[[ Selected text, beginning ]]
As a Guyanese who attended Queen’s College on Thomas and Camp Roads, Georgetown in the late sixties and early seventies, I saw the societal changes as they affected Guyana’s pre-eminent secondary school. Then I bore witness to the efforts of Alumni in the New York area (mostly Brooklyn-centered) while at the same time saw the burgeoning new immigrant society in the Richmond Hill area of Queens.
QC’s role as an elite school was in keeping with the British Prep school supply chain for producing administrators of the country. When I look around at the immigrant societies of the Diaspora I see QC Alumni as professionals, while Diasporans from other schools are successful business people, making a large impact on their new immigrant communities.
US QC Alumni, tend to be gung-ho of our QC-ness. I actually spent 8 years in the school (repeated 5th form), engaged in the competitive spirit, was second-in-command of the QC Cadet Corps in the year that it was disbanded; became Deputy Head Prefect and was a Chess Champion; so I can speak to what QC meant to a student there. However, I look at our Alumni in the Diaspora and wonder how much it prepared us with respect to the Alumni of other schools. For the networking, yes; but were we prepared to take our proper places in our society or just to lord over?
Most QC Alumni would say that QC shaped their lives – that may be so – but my focus is not the institution, but rather on the larger picture of what we all got out of it.
For instance, I agree that the competition was an important factor (each of us driving the other) and the quality of resources that no other school enjoyed (in keeping with the elite status – that’s a whole other debate about the need for 21st century version of the philosopher-king and the Ivy League schools, etc.). However, it was what the endgame of the British for QC – people to “run things”. You see this shortcoming manifested when taken out of the Guyanese society and thrust into immigrant communities in North America and elsewhere.
[[ Selected text, end ]]
[[ Data for analysis, beginning ]]
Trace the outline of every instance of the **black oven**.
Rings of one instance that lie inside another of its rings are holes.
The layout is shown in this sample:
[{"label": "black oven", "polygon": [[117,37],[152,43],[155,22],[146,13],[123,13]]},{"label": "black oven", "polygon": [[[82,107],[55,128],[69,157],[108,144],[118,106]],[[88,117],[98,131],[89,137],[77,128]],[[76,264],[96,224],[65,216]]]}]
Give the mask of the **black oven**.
[[ Data for analysis, end ]]
## [Exercise]
In the text on Queen's College above, why does the writer say they can speak to what QC meant to a student there? Answer in one to three sentences.

## [Solution for this task]
The writer spent 8 years at the school, including a repeated 5th form, and took part in its competitive spirit. The writer was also second-in-command of the QC Cadet Corps in the year it was disbanded, became Deputy Head Prefect, and was a Chess Champion.